◆ SHORT TASK 1: Summarize the text on Mississippi Highway 385 in two sentences.
◆ SHORT TASK 2: From the text on Mississippi Highway 385, write out the stretch from "Mississippi Highway 385 (MS" through "in Van Vleet.".

◆ PASSAGE TO READ:

....

Route information
- Maintained by Chickasaw County
- Length: 11.008 mi (17.716 km)

Major junctions
- South end: MS 47 / Aberdeen Road in Buena Vista
- North end: MS 32 in Van Vleet

Location
- Country: United States
- State: Mississippi
- Counties: Chickasaw

Highway system
- Mississippi State Highway System; Interstate; US; State;
| ← MS 382 |  | → MS 388 |

= Mississippi Highway 385 =

Highway in Mississippi

Mississippi Highway 385 (MS 385) is an 11.150 mi unsigned state highway located entirely within Chickasaw County in the U.S. State of Mississippi. The entire length of MS 385 is maintained by Chickasaw County. MS 385's southern terminus is at the northern terminus of MS 47 and Aberdeen Road in Buena Vista and the northern terminus is at MS 32 in Van Vleet.

....

◆ DATA RECORDS:

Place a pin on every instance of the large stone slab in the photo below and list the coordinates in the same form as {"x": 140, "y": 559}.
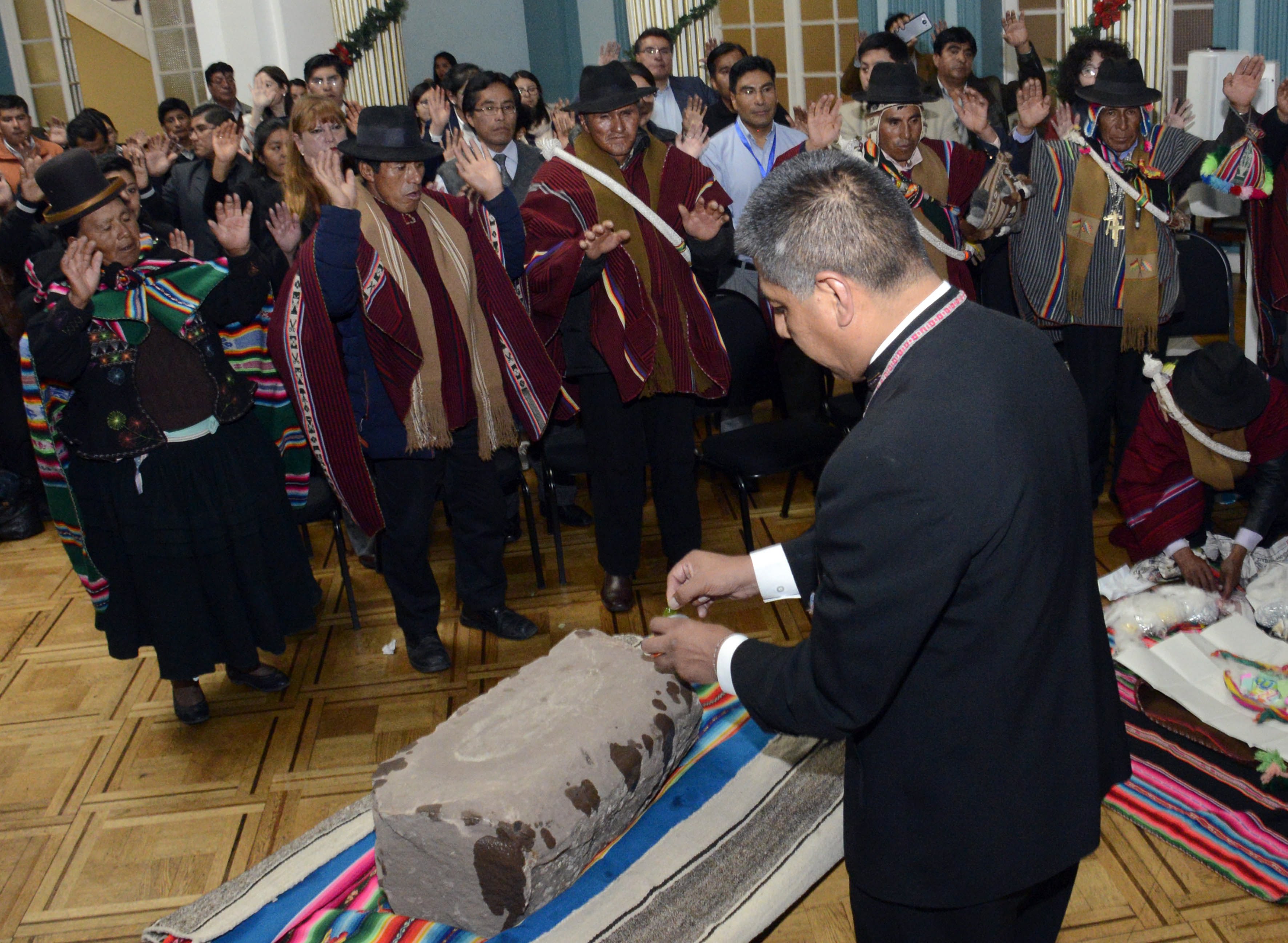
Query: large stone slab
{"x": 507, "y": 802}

....

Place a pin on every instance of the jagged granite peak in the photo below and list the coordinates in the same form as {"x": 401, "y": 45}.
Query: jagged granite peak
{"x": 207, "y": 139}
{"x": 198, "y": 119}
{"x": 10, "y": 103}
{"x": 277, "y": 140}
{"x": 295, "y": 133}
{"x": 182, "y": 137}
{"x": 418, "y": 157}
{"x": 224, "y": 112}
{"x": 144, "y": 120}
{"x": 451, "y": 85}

....

◆ SOLUTION 1: Mississippi Highway 385 is an unsigned state highway that lies entirely within Chickasaw County, Mississippi, and the county maintains its entire length. Its southern terminus is at the northern terminus of MS 47 and Aberdeen Road in Buena Vista, and its northern terminus is at MS 32 in Van Vleet.

◆ SOLUTION 2:
Mississippi Highway 385 (MS 385) is an 11.150 mi unsigned state highway located entirely within Chickasaw County in the U.S. State of Mississippi. The entire length of MS 385 is maintained by Chickasaw County. MS 385's southern terminus is at the northern terminus of MS 47 and Aberdeen Road in Buena Vista and the northern terminus is at MS 32 in Van Vleet.